The required answer is an exact copy of the records below, without pictures.

(Photo-based referring expression data)
_ _ _ _ _ _ _

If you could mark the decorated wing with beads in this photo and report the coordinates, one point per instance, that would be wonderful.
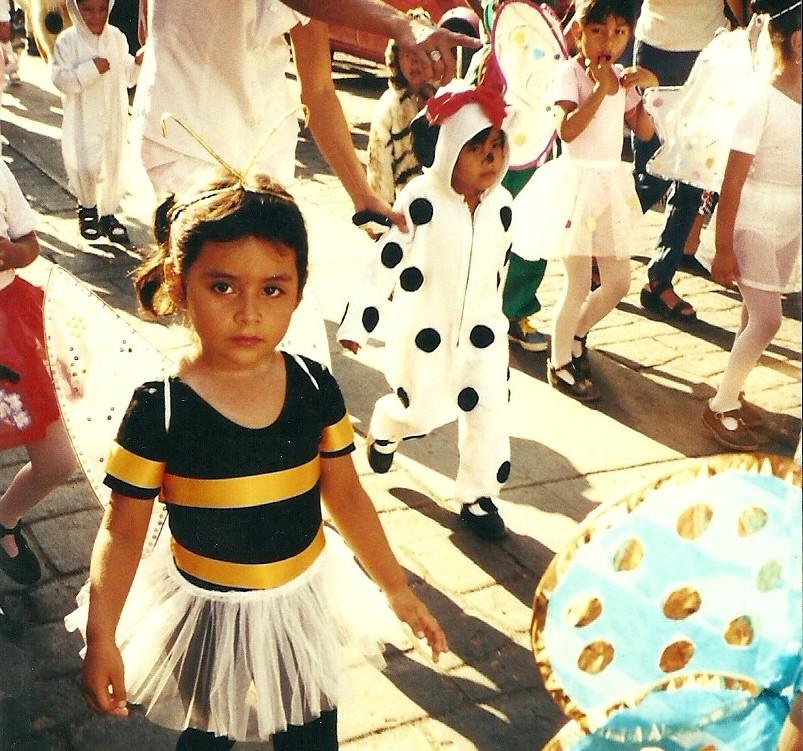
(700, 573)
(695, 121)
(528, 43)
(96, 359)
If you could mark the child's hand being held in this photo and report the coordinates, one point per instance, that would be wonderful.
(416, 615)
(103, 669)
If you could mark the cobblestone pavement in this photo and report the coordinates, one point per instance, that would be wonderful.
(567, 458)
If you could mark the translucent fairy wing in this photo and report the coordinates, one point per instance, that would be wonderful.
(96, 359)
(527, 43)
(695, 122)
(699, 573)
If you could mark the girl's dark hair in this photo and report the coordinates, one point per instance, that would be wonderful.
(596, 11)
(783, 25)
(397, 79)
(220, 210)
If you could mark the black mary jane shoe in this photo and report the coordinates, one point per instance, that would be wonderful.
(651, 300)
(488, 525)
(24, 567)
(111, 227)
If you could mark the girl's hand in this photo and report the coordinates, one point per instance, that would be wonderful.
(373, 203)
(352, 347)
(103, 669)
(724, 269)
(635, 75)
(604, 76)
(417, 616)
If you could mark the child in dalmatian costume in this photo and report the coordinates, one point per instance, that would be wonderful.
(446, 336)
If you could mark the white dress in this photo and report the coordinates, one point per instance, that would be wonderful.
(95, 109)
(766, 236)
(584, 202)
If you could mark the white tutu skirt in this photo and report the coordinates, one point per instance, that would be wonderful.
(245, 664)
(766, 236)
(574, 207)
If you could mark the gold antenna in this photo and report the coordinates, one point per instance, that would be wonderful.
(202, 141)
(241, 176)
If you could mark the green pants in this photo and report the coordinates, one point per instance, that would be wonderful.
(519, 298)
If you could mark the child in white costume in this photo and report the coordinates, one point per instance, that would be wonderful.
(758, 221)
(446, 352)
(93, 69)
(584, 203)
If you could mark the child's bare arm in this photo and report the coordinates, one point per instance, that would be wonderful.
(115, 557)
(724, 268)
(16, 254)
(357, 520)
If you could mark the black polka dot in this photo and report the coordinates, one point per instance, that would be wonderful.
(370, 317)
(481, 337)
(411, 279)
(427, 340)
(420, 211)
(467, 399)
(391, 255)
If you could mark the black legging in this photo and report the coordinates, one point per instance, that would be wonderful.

_ _ _ _ _ _ _

EXPECTED ANSWER:
If you could mark the decorated wing with beads in this photo and report the coordinates, one point per instance, that would be wonderful.
(700, 573)
(695, 121)
(528, 43)
(96, 359)
If you could mark the child's hand being held in this photo and report the coordinates, one point per instance, that would be wonderful.
(416, 615)
(103, 669)
If you could mark the cobblestone pavement in this photo and report the coordinates, one point per instance, that would be wonderful.
(567, 458)
If you could mark the translucent fairy wing in this photo and report the coordinates, one point per instance, that would be wonderful.
(96, 359)
(527, 43)
(695, 122)
(699, 573)
If you could mark the girl's dark hair in this photo and report the coordinates, one point per instance, that would be wonderful.
(596, 11)
(783, 25)
(397, 79)
(220, 210)
If you could mark the black mary jane shoe in this photo and report the coordinates, one point per instance, that would be wonderful.
(651, 300)
(488, 525)
(24, 567)
(111, 227)
If you could mark the girl's hand in this photo and report the coordinates, one point per instance, that would be wonderful.
(373, 203)
(352, 347)
(103, 669)
(724, 269)
(635, 75)
(604, 76)
(417, 616)
If you could mark the child in dalmatian costume in this photo and report the coordinates, one point per instance, that would be wonderful.
(446, 336)
If you could mark the white dress in this photo and report the coordinates, one point per instance, that would be wonderful.
(95, 109)
(766, 236)
(584, 202)
If you could mark the white tutu skirt in this photo and report the coordinates, one point per instance, that would be wonderful.
(245, 664)
(766, 236)
(574, 207)
If you could mark the gold antenna in this photo and report the coordinates, one point per instance, that would be wonderful.
(202, 141)
(241, 176)
If you could mark the green pants in this photo and report the coordinates, one point per instance, that would be wonderful.
(519, 298)
If you could mark the child in white costume in this photo and report the coordinates, one point per instance, that would be wonderful.
(758, 221)
(446, 352)
(93, 69)
(584, 203)
If you could mark the child's bare arm in this photo and report the coordinates, one point per instance, that would be wonderful.
(115, 557)
(724, 268)
(16, 254)
(357, 520)
If you could mark the black polka dot in this photo and report the coordinates, one point per instance, that would be wonderful.
(370, 317)
(481, 337)
(411, 279)
(427, 340)
(420, 211)
(467, 399)
(391, 255)
If you could mark the black legging in this photo and report the coordinates, one point per instance, that would be wonderful.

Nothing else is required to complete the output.